#### [Exercise aim]
Pull out every line below that contains the word "When", matching case exactly.

Object pointing dataset rows
• • • • • • •
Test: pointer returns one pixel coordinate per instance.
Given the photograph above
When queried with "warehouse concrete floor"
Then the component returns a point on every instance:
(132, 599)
• • • • • • •
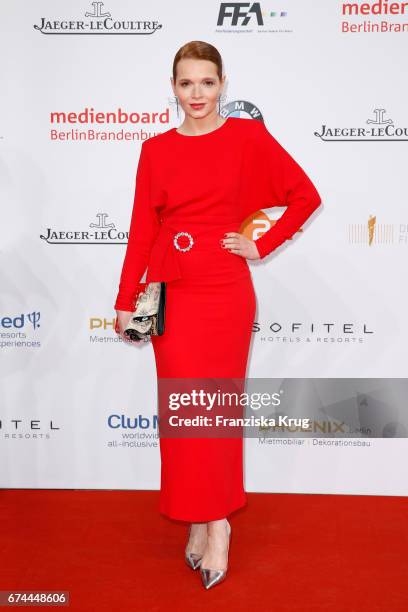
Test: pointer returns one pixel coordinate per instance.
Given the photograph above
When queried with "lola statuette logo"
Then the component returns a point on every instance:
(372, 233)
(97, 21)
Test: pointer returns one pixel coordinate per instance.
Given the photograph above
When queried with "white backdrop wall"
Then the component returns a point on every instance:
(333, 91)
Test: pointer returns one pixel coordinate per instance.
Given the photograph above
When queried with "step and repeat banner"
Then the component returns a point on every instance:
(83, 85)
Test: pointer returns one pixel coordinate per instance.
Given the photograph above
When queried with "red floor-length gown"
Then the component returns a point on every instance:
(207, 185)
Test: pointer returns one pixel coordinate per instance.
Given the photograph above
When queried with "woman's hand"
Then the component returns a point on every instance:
• • • • • • •
#### [Problem solution]
When queried with "warehouse concrete floor"
When queried with "lola statuette logo"
When queried with "white backdrop wall"
When queried with "step and repeat banner"
When queried with "red floor-length gown"
When queried with "woman's hand"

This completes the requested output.